DATA SUPPLIED:

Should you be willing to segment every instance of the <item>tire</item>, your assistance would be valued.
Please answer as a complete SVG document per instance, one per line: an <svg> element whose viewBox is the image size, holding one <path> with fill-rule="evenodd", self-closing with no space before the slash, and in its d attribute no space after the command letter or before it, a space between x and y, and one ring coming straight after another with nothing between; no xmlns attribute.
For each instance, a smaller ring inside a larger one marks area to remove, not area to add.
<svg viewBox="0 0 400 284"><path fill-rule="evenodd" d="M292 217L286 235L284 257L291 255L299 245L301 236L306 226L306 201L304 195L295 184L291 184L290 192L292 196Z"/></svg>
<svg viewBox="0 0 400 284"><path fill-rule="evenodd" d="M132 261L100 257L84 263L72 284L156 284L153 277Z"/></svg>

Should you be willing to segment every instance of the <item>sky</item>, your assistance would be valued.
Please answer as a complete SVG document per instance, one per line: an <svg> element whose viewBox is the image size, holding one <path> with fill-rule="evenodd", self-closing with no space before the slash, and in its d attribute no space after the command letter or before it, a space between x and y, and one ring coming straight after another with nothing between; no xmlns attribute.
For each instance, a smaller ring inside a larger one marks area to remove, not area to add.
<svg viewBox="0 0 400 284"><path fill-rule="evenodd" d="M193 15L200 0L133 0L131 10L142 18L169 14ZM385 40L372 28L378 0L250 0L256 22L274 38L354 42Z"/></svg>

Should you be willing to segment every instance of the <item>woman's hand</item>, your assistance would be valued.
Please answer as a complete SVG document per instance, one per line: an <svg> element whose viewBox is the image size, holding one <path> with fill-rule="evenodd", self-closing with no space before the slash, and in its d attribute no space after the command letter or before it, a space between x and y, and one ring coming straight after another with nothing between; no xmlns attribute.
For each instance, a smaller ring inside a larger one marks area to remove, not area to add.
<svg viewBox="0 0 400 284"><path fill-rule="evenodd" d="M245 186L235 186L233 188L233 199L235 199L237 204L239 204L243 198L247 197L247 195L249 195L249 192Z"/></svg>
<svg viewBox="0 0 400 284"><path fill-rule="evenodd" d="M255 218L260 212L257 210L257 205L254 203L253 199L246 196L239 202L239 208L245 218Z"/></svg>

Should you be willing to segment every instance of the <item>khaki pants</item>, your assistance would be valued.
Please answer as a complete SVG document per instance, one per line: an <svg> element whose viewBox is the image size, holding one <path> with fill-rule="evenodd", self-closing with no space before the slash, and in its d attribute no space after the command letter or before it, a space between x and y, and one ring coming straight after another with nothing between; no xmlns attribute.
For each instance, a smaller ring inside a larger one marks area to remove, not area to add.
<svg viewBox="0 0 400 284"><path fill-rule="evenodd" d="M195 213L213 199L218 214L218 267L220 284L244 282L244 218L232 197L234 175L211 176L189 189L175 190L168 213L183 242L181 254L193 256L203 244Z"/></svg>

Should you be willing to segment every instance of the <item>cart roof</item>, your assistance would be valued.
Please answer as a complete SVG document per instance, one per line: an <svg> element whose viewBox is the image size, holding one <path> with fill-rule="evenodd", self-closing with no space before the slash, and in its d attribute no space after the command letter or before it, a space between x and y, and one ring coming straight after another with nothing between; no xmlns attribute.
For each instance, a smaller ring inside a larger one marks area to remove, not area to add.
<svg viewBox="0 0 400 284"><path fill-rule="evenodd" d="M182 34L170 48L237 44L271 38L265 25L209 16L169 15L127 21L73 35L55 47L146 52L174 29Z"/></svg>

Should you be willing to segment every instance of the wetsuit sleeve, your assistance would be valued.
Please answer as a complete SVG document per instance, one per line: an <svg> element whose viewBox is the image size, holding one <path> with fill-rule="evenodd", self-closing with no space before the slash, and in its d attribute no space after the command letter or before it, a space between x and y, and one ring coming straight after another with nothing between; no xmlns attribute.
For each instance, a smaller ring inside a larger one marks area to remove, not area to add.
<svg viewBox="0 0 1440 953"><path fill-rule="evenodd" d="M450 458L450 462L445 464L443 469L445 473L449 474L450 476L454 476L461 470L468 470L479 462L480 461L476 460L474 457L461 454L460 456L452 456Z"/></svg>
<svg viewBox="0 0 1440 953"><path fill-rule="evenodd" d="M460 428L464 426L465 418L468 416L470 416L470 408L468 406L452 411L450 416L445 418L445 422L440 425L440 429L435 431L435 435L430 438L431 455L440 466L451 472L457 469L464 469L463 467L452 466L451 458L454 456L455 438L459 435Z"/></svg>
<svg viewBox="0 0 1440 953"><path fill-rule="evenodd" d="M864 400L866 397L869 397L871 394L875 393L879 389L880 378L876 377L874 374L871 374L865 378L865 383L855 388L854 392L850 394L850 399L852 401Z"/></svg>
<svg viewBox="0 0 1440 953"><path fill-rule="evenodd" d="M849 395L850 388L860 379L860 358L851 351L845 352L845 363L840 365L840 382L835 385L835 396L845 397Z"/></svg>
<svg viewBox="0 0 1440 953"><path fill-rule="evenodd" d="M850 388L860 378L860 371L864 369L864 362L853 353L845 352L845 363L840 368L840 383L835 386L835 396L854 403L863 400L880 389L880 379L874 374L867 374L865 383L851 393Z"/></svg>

PROBLEM DETAILS:
Transcribe exactly, and only, the lines from the opening line of the records through the line containing "hand</item>, your assistance would be valued.".

RESULT OF THE EXERCISE:
Should you be willing to segment every instance of the <item>tire</item>, your assistance would be valued.
Please answer as a complete SVG document per instance, one per line: an <svg> element whose viewBox is the image size, holding one <path> with fill-rule="evenodd", self-closing with no space before the slash, and in its d attribute no space after the command letter or before it, a space between x and y, and one ring coming straight after another with nothing between; no xmlns attribute.
For each instance, a smaller ring inside a larger one marks area to remove, not area to add.
<svg viewBox="0 0 400 284"><path fill-rule="evenodd" d="M292 217L286 235L284 257L291 255L299 245L301 236L306 226L306 201L304 195L295 184L291 184L290 192L292 196Z"/></svg>
<svg viewBox="0 0 400 284"><path fill-rule="evenodd" d="M132 261L100 257L84 263L72 284L156 284L153 277Z"/></svg>

Should you be willing to segment every instance of the <item>sky</item>, your assistance would be valued.
Please answer as a complete SVG document per instance, one per line: an <svg> element whose viewBox is the image size, holding one <path> with fill-rule="evenodd", self-closing with no space before the slash, and in its d attribute no space after the command letter or before it, a space between x and y, and one ring coming straight after another with nothing between; no xmlns attribute.
For each instance, a smaller ring inside a larger one marks area to remove, not area to add.
<svg viewBox="0 0 400 284"><path fill-rule="evenodd" d="M193 15L200 0L133 0L131 10L142 18L169 14ZM385 40L372 28L378 0L250 0L256 22L274 38L354 42Z"/></svg>

Should you be willing to segment every instance of the <item>woman's hand</item>, your assistance would be valued.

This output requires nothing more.